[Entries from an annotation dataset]
## START
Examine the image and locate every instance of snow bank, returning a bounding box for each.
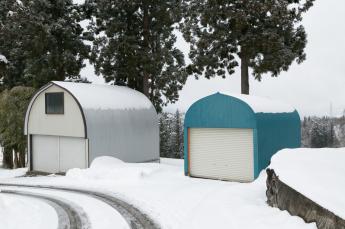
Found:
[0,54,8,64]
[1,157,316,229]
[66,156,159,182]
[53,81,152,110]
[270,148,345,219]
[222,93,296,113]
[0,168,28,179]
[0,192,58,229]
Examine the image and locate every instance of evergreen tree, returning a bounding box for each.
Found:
## END
## START
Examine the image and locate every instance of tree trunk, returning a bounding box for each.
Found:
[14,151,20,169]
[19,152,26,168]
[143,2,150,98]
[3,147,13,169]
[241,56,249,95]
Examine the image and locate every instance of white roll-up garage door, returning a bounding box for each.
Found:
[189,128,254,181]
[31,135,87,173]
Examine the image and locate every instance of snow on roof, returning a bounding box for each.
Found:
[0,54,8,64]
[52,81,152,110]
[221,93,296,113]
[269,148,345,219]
## END
**Stated task**
Update the material in the stretch from the line containing "Examine the image and locate every instance of tree" through the line containing "[269,148,345,219]" by changing "Found" to "Detected" and leaving everything else as it is, then give only those lines.

**Written solution**
Examine the image and locate every instance of tree trunk, returning a bounding box for each.
Detected:
[14,151,20,169]
[19,152,26,168]
[143,2,150,98]
[3,147,13,169]
[241,56,249,95]
Examine the image and locate every instance of white roll-up garage door, returning a bounding box for each.
Detected:
[189,128,254,181]
[31,135,87,173]
Examine the image and locate every instance of snow on roof, returning a bounding box for each.
Detected:
[0,54,8,64]
[52,81,152,110]
[221,93,296,113]
[269,148,345,219]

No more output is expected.